Your goal: Look for the word "sample" in the data below, and copy every line that holds it.

Provided records:
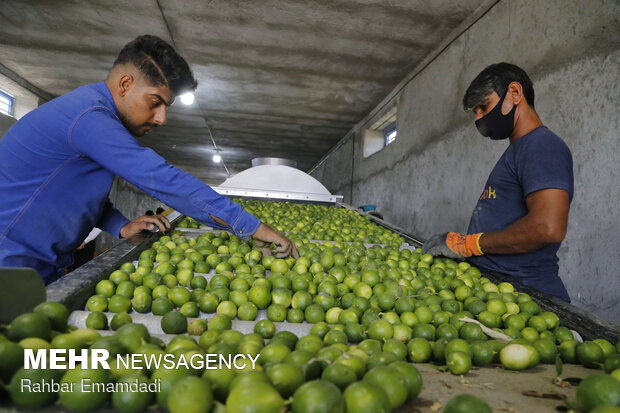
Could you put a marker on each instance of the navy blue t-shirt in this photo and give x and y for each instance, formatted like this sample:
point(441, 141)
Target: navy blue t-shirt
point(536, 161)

--

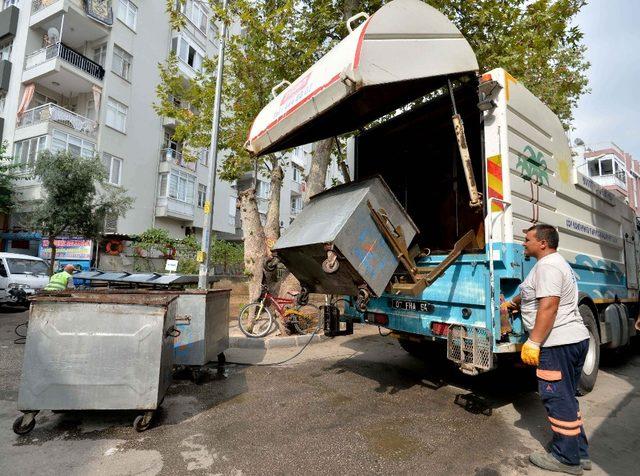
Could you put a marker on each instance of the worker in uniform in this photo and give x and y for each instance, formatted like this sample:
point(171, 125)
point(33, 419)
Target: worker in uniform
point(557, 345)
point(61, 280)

---

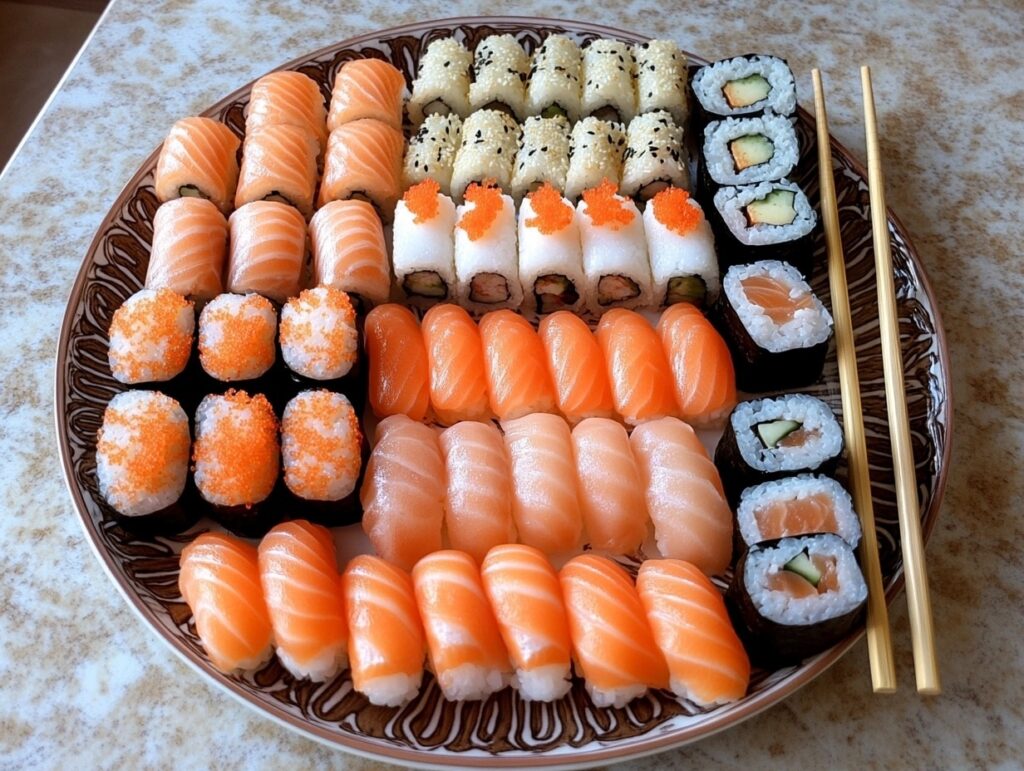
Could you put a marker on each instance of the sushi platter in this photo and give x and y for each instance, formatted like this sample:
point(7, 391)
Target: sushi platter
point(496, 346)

Response to the task:
Could you put a marker on each instance of the navy blue t-shirt in this photo and give x and y for each instance, formatted like this sample:
Could you put a marker on each instance of the worker in uniform in this photo and give x and y for each instance, formatted like this sample:
Could you put a marker on each instance of the sushi platter in this photo and give x and y for each instance, formatted like this sample:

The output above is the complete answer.